• TEXTO PUBLICADO:
____
Hoy empiezo a trabajar de un gris oscuro, como una nube de tormenta. Ayer tenía un plan de trabajo poético, grandes ideas que sobrevolaban la realidad pidiendo un lenguaje filosófico para expresarlas, permitiéndome observar el mundo a vuelo de pájaro sin mancharme con el desorden y la suciedad de la tierra firme. Y de pronto, mi formación me obliga a cumplir las órdenes de mi sentido de la responsabilidad, una responsabilidad que entendí en exceso y mal cuando me la metieron en la cabeza, y mi sentido de la responsabilidad me empuja, con toda la violencia de un viento huracanado, al templo de la Carrera de San Jerónimo y aterrizo de bruces en el hemiciclo donde nuestros legisladores están debatiendo sobre un asunto tan profundamente humano como la eutanasia.
Se me cayó el alma, y con ella la poesía, a los pies. Tentada estuve hoy de ahorrarme el mal trago de la sesión de control porque ya me imaginaba de qué iba a ir el asunto y solo por imaginarlo se me revolvían las tripas del cuerpo y las del alma. Pero otra vez mi puñetero sentido de la responsabilidad, mal enseñado y peor asimilado, me amargó la mañana y parte de la tarde. ¿Por qué no me habrán educado en la Institución Libre de Enseñanza o, por lo menos, en el Instituto Escuela de Caracas donde solo estuve dos cursos en los que me enseñaron todo lo que sé de gramática española, sin hacerme caminar en fila, en silencio y con las manos atrás?
____
Elementos guardados
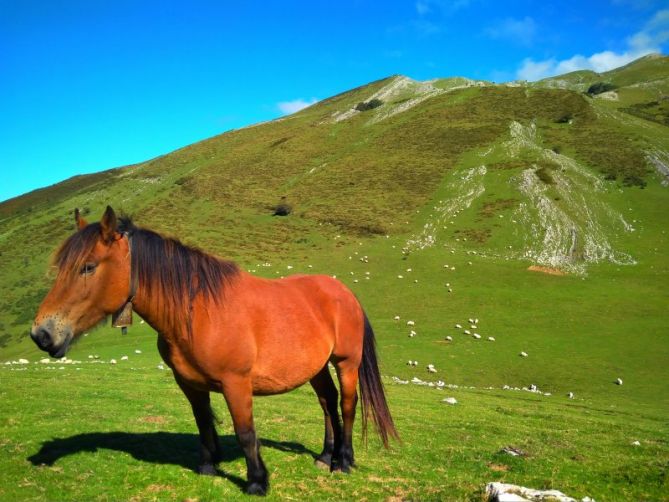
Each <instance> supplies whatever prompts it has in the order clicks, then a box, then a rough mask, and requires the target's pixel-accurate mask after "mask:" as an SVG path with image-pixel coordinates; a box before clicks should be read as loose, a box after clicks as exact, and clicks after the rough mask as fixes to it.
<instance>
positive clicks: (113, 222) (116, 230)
mask: <svg viewBox="0 0 669 502" xmlns="http://www.w3.org/2000/svg"><path fill="white" fill-rule="evenodd" d="M117 228H118V221H117V220H116V213H114V210H113V209H112V208H111V206H107V209H106V210H105V214H103V215H102V220H100V232H101V233H102V238H103V239H104V240H105V241H107V242H110V241H112V240H114V236H115V235H116V231H117Z"/></svg>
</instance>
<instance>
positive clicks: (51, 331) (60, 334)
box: [30, 320, 71, 358]
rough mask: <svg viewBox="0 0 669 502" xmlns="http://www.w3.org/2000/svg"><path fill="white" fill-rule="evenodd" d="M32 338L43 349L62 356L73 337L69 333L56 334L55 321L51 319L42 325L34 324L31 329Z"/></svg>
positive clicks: (59, 356) (30, 332) (65, 351)
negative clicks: (34, 324)
mask: <svg viewBox="0 0 669 502" xmlns="http://www.w3.org/2000/svg"><path fill="white" fill-rule="evenodd" d="M58 335H60V336H58ZM30 338H32V339H33V341H34V342H35V344H36V345H37V346H38V347H39V348H40V349H41V350H43V351H45V352H48V353H49V355H50V356H51V357H55V358H61V357H63V356H64V355H65V353H66V352H67V349H68V346H69V344H70V343H69V342H70V338H71V337H70V336H69V334H68V333H59V334H56V333H55V330H54V326H53V322H52V321H50V320H49V321H47V322H45V323H43V324H41V325H40V326H33V329H32V330H31V331H30Z"/></svg>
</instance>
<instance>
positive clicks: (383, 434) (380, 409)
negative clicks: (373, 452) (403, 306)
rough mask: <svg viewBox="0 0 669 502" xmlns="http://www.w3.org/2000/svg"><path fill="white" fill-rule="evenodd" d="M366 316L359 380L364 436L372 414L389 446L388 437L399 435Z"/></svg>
mask: <svg viewBox="0 0 669 502" xmlns="http://www.w3.org/2000/svg"><path fill="white" fill-rule="evenodd" d="M363 315H364V316H365V334H364V339H363V342H362V361H361V363H360V367H359V368H358V381H359V383H360V396H361V407H362V436H363V438H364V439H366V437H367V419H368V417H369V415H370V412H371V415H372V419H373V420H374V425H375V426H376V431H377V432H378V433H379V436H381V441H383V446H385V447H386V448H388V438H389V437H392V438H394V439H398V440H399V435H398V434H397V430H396V429H395V424H394V423H393V417H391V416H390V410H389V409H388V403H387V402H386V395H385V393H384V391H383V383H382V382H381V375H380V374H379V365H378V363H377V360H376V346H375V345H376V344H375V341H374V331H373V330H372V326H371V325H370V324H369V319H367V315H366V314H364V313H363Z"/></svg>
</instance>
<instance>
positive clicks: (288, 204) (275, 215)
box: [272, 197, 293, 216]
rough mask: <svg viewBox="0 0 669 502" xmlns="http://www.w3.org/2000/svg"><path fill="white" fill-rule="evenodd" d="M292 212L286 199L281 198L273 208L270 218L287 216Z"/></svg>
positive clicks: (292, 209) (290, 207)
mask: <svg viewBox="0 0 669 502" xmlns="http://www.w3.org/2000/svg"><path fill="white" fill-rule="evenodd" d="M292 212H293V207H292V206H291V205H290V204H288V203H287V202H286V197H281V202H280V203H279V204H277V205H276V206H275V207H274V213H272V216H288V215H289V214H290V213H292Z"/></svg>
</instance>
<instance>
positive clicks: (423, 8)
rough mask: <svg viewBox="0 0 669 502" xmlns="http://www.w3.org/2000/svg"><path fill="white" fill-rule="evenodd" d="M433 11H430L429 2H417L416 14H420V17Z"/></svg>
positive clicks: (431, 9) (416, 7) (416, 5)
mask: <svg viewBox="0 0 669 502" xmlns="http://www.w3.org/2000/svg"><path fill="white" fill-rule="evenodd" d="M431 10H432V9H430V4H428V3H427V2H424V1H423V2H416V12H418V15H420V16H424V15H425V14H427V13H428V12H430V11H431Z"/></svg>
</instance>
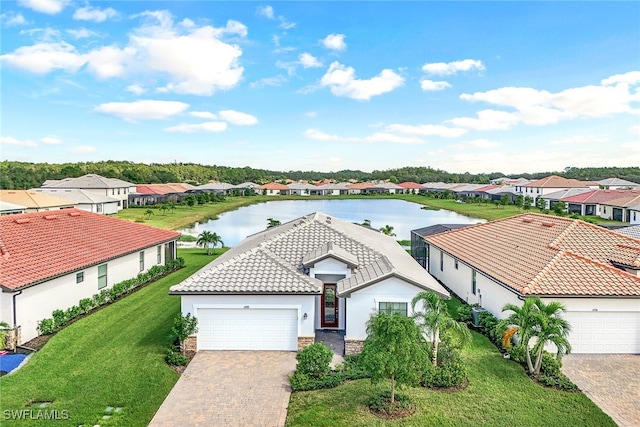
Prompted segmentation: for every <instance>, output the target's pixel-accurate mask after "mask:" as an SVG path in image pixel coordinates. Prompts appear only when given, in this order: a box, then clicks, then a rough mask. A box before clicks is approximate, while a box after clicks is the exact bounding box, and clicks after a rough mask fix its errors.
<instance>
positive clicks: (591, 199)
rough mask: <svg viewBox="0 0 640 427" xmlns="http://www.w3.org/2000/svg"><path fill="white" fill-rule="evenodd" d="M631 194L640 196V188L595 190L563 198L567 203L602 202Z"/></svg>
mask: <svg viewBox="0 0 640 427" xmlns="http://www.w3.org/2000/svg"><path fill="white" fill-rule="evenodd" d="M631 195H636V196H640V190H593V191H589V192H586V193H581V194H576V195H573V196H569V197H565V198H563V199H562V200H563V201H565V202H567V203H584V204H600V203H606V202H609V201H610V200H615V199H620V198H623V197H625V196H631Z"/></svg>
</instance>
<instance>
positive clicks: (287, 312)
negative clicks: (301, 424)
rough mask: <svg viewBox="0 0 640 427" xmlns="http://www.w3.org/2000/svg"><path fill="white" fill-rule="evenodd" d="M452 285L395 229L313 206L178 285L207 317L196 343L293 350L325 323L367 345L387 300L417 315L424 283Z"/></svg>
mask: <svg viewBox="0 0 640 427" xmlns="http://www.w3.org/2000/svg"><path fill="white" fill-rule="evenodd" d="M423 290H434V291H435V292H437V293H438V294H439V295H441V296H443V297H445V298H446V297H448V292H447V291H446V290H445V289H444V288H443V287H442V286H441V285H440V284H439V283H438V282H436V281H435V279H434V278H433V277H431V276H430V275H429V274H428V273H427V272H426V271H425V270H424V269H423V268H422V267H421V266H420V265H419V264H418V263H416V262H415V261H414V260H413V259H412V258H411V256H410V255H409V254H408V253H407V252H406V251H405V250H404V249H403V248H402V246H400V245H399V244H398V243H397V242H396V240H395V239H394V238H392V237H389V236H386V235H384V234H382V233H379V232H378V231H376V230H371V229H369V228H367V227H362V226H360V225H357V224H352V223H349V222H346V221H343V220H341V219H337V218H332V217H330V216H327V215H325V214H323V213H313V214H309V215H306V216H303V217H300V218H297V219H295V220H293V221H290V222H287V223H285V224H282V225H280V226H277V227H272V228H269V229H267V230H265V231H263V232H260V233H257V234H254V235H252V236H249V237H248V238H246V239H245V240H244V241H242V242H241V243H240V244H238V245H237V246H235V247H233V248H231V249H230V250H229V251H227V252H225V253H224V254H223V255H221V256H220V257H219V258H217V259H216V260H215V261H213V262H212V263H210V264H209V265H208V266H206V267H205V268H203V269H202V270H200V271H199V272H198V273H196V274H194V275H193V276H191V277H189V278H188V279H186V280H185V281H183V282H182V283H180V284H178V285H175V286H173V287H171V290H170V294H171V295H180V297H181V305H182V313H183V314H184V315H186V314H187V313H191V314H193V315H194V316H196V317H197V318H198V333H197V336H196V337H194V338H192V339H191V340H190V341H191V343H190V344H189V345H191V346H193V347H194V348H196V349H197V350H290V351H295V350H297V349H298V348H301V347H304V346H306V345H309V344H311V343H313V341H314V336H315V331H316V329H332V330H340V331H344V333H345V337H344V340H345V346H346V350H345V352H346V353H347V354H352V353H358V352H360V351H361V349H362V345H363V342H364V340H365V339H366V337H367V333H366V324H367V321H368V320H369V318H370V317H371V315H372V314H374V313H376V312H378V311H379V310H384V311H388V312H398V313H401V314H403V315H411V314H412V312H411V304H410V302H411V299H412V298H413V297H414V296H415V295H416V294H417V293H418V292H420V291H423Z"/></svg>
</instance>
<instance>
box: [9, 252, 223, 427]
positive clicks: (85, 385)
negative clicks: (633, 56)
mask: <svg viewBox="0 0 640 427" xmlns="http://www.w3.org/2000/svg"><path fill="white" fill-rule="evenodd" d="M179 256H182V257H183V258H185V261H186V263H187V266H186V267H185V268H183V269H181V270H178V271H176V272H174V273H172V274H170V275H169V276H166V277H164V278H162V279H161V280H159V281H157V282H155V283H152V284H150V285H149V286H147V287H145V288H143V289H141V290H139V291H138V292H135V293H133V294H132V295H129V296H127V297H126V298H124V299H122V300H120V301H118V302H116V303H115V304H112V305H110V306H107V307H105V308H104V309H102V310H99V311H97V312H95V313H93V314H91V315H90V316H87V317H86V318H84V319H81V320H79V321H77V322H75V323H73V324H72V325H70V326H68V327H67V328H65V329H63V330H61V331H60V332H59V333H58V334H57V335H55V336H54V337H53V338H51V340H50V341H49V342H48V343H47V344H46V345H45V346H44V347H43V348H42V349H41V350H40V351H38V352H37V353H36V354H35V355H34V356H33V357H32V359H31V360H30V361H29V362H28V363H27V365H26V366H24V367H23V368H21V369H20V370H19V371H17V372H14V373H13V374H11V375H8V376H5V377H2V378H0V389H1V392H0V416H1V417H2V421H0V424H2V426H5V425H7V426H10V425H20V426H24V425H42V426H48V425H74V426H77V425H81V424H83V425H88V426H93V425H96V424H100V425H102V426H111V425H121V426H146V425H147V424H148V423H149V421H150V420H151V418H152V417H153V415H154V414H155V411H156V410H157V409H158V408H159V407H160V404H161V403H162V401H163V400H164V398H165V397H166V396H167V394H168V393H169V391H170V390H171V388H172V387H173V385H174V384H175V382H176V381H177V380H178V374H177V373H175V372H174V371H173V370H172V369H171V368H169V367H168V366H167V365H166V364H165V362H164V352H165V349H166V348H167V347H168V346H169V344H170V341H171V338H170V329H171V326H172V324H173V318H174V317H175V316H176V315H177V314H178V313H179V310H180V298H179V297H175V296H169V295H168V290H169V287H170V286H171V285H173V284H176V283H178V282H180V281H182V280H184V279H185V278H187V277H188V276H190V275H191V274H193V273H194V272H196V271H197V270H199V269H200V268H202V267H203V266H204V265H205V264H207V263H208V262H210V261H211V260H212V259H213V257H212V256H206V255H205V254H204V251H203V250H202V249H197V250H194V249H191V250H186V249H181V250H179ZM34 401H36V402H37V401H52V402H53V403H52V404H51V405H50V406H49V407H48V408H47V409H48V410H58V411H63V410H65V411H67V413H68V415H69V417H70V418H69V420H67V421H64V422H63V421H57V422H56V421H51V420H39V421H35V420H33V421H30V422H25V421H11V420H7V419H6V412H5V411H6V410H9V411H11V410H14V411H15V410H22V409H32V406H31V402H34ZM109 406H110V407H113V408H116V407H120V408H122V410H121V411H120V412H119V413H118V414H117V415H114V416H113V417H112V418H111V419H108V420H103V419H102V417H103V415H104V414H105V410H106V408H107V407H109ZM114 410H115V409H114ZM59 413H61V412H59ZM36 415H37V409H35V412H33V416H34V417H35V416H36Z"/></svg>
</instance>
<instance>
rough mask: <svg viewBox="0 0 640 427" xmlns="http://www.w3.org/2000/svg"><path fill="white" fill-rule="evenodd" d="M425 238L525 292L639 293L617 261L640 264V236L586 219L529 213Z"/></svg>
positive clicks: (625, 264)
mask: <svg viewBox="0 0 640 427" xmlns="http://www.w3.org/2000/svg"><path fill="white" fill-rule="evenodd" d="M425 240H426V241H427V242H429V243H430V244H433V245H434V246H436V247H438V248H440V249H442V250H444V251H446V252H448V253H450V254H451V255H452V256H454V257H456V258H458V259H460V260H462V261H463V262H465V263H467V264H469V265H470V266H472V267H473V268H475V269H477V270H478V271H480V272H483V273H484V274H486V275H487V276H489V277H491V278H493V279H494V280H497V281H498V282H501V283H503V284H504V285H506V286H507V287H510V288H512V289H513V290H515V291H516V292H518V293H520V294H523V295H529V294H533V295H541V296H633V297H639V296H640V277H638V276H635V275H632V274H629V273H627V272H625V271H623V270H621V269H618V268H616V267H615V266H614V265H615V264H618V265H624V266H628V267H630V268H638V267H640V240H637V239H633V238H630V237H627V236H624V235H621V234H619V233H616V232H613V231H610V230H607V229H605V228H602V227H599V226H596V225H593V224H588V223H586V222H584V221H580V220H573V219H568V218H561V217H555V216H549V215H541V214H533V213H529V214H523V215H518V216H515V217H510V218H505V219H502V220H497V221H492V222H488V223H485V224H479V225H474V226H471V227H467V228H463V229H460V230H454V231H450V232H447V233H441V234H436V235H434V236H430V237H426V238H425Z"/></svg>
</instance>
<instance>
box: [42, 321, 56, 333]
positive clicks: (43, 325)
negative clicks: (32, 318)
mask: <svg viewBox="0 0 640 427" xmlns="http://www.w3.org/2000/svg"><path fill="white" fill-rule="evenodd" d="M38 330H39V331H40V334H41V335H49V334H52V333H54V332H55V330H56V325H55V322H54V321H53V319H42V320H41V321H39V322H38Z"/></svg>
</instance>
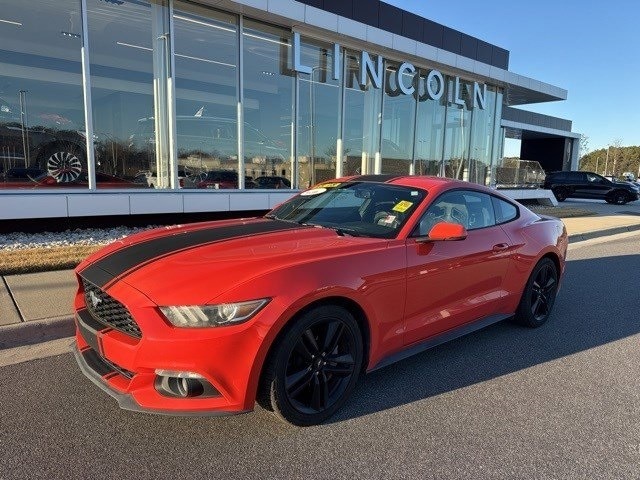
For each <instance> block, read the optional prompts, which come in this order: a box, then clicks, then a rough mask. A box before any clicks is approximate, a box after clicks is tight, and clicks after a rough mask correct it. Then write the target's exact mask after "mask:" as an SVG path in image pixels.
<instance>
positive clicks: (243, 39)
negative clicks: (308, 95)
____
• PREGUNTAS DEL MATERIAL:
1 > Enumera todas las maneras de caminar que, según el texto sobre el debate de la eutanasia, no le impusieron a quien escribe en el Instituto Escuela de Caracas.
2 > Reescribe del texto sobre el debate de la eutanasia todo lo que va desde "Hoy empiezo a" hasta "como la eutanasia.", poniendo "sentido del deber" en lugar de "sentido de la responsabilidad".

• RESPUESTAS:
1 > En fila, en silencio y con las manos atrás.

2 >
Hoy empiezo a trabajar de un gris oscuro, como una nube de tormenta. Ayer tenía un plan de trabajo poético, grandes ideas que sobrevolaban la realidad pidiendo un lenguaje filosófico para expresarlas, permitiéndome observar el mundo a vuelo de pájaro sin mancharme con el desorden y la suciedad de la tierra firme. Y de pronto, mi formación me obliga a cumplir las órdenes de mi sentido del deber, una responsabilidad que entendí en exceso y mal cuando me la metieron en la cabeza, y mi sentido del deber me empuja, con toda la violencia de un viento huracanado, al templo de la Carrera de San Jerónimo y aterrizo de bruces en el hemiciclo donde nuestros legisladores están debatiendo sobre un asunto tan profundamente humano como la eutanasia.